> [CONSIGNES]
1. D'après l'extrait sur le déclin américain, en quel mois les auteurs avaient-ils écrit au sujet du banditisme de Washington ?
2. Dans l'extrait sur le déclin américain, relevez tous les adjectifs qui qualifient l'idée que chacun cherche à avoir chez les crânes d'œuf.
3. Recopiez le passage de l'extrait sur le déclin américain qui va de « A cet égard, l’Amérique » jusqu'à « yeux de tous. ».

----- EXTRAIT DU DOCUMENT

Décidément, les think tanks impériaux ne cesseront jamais de nous étonner… Chez les crânes d’œuf qui planchent sur la manière d’enrayer le déclin américain, c’est à qui aura l’idée la plus extrême, la plus dangereuse ou la plus saugrenue, et parfois les trois en même temps.
Mais avant de nous pencher sur la dernière trouvaille en date, rappelons ce que nous écrivions en janvier sur le banditisme de plus en plus ouvertement affiché de Washington :
L’Histoire est décidément un éternel recommencement… Qu’un empire vienne à décliner et le vieux schéma reprend, invariable : perte de légitimité et de puissance, hystérie, corruption, cupidité et brigandages en tout genres.
A cet égard, l’Amérique de Donaldinho, sans masque et sans scrupules, fait très fort, portant un coup terrible au prestige de Washington, donc à sa légitimité internationale. Certes, les administrations précédentes ne faisaient pas fondamentalement autre chose, mais subsistait toujours un vernis moral qui prétendait faire illusion, enrobé de belles phrases propres à convaincre la ménagère de moins de cinquante ans. Désormais, on ne prend plus de gants et la vérité crue apparaît aux yeux de tous.

----------
----- LIGNES FOURNIES

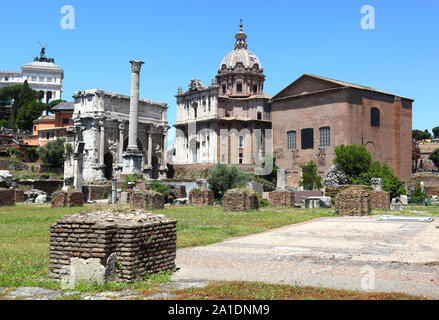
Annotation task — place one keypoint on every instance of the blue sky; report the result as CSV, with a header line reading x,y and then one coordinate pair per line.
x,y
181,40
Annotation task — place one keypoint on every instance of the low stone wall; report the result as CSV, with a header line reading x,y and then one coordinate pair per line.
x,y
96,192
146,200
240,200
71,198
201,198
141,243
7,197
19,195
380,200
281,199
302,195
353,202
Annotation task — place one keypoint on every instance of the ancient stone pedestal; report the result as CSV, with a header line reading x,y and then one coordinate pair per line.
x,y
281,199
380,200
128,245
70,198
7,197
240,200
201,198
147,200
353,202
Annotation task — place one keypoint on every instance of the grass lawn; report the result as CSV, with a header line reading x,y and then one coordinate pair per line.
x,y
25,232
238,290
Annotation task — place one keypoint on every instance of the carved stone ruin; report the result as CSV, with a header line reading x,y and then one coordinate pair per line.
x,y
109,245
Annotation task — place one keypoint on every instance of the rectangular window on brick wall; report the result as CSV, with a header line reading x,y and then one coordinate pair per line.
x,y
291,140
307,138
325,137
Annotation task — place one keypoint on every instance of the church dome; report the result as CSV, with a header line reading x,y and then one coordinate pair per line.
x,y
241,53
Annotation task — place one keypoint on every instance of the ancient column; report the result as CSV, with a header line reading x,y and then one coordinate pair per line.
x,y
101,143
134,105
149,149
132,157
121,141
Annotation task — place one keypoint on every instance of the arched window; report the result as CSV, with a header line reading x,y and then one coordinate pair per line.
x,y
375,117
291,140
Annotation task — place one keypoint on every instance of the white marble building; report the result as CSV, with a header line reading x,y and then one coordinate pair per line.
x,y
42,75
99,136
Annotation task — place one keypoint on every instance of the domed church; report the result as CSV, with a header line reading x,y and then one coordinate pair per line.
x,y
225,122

----------

> [RÉPONSES]
1. En janvier.

2. extrême, dangereuse, saugrenue

3.
A cet égard, l’Amérique de Donaldinho, sans masque et sans scrupules, fait très fort, portant un coup terrible au prestige de Washington, donc à sa légitimité internationale. Certes, les administrations précédentes ne faisaient pas fondamentalement autre chose, mais subsistait toujours un vernis moral qui prétendait faire illusion, enrobé de belles phrases propres à convaincre la ménagère de moins de cinquante ans. Désormais, on ne prend plus de gants et la vérité crue apparaît aux yeux de tous.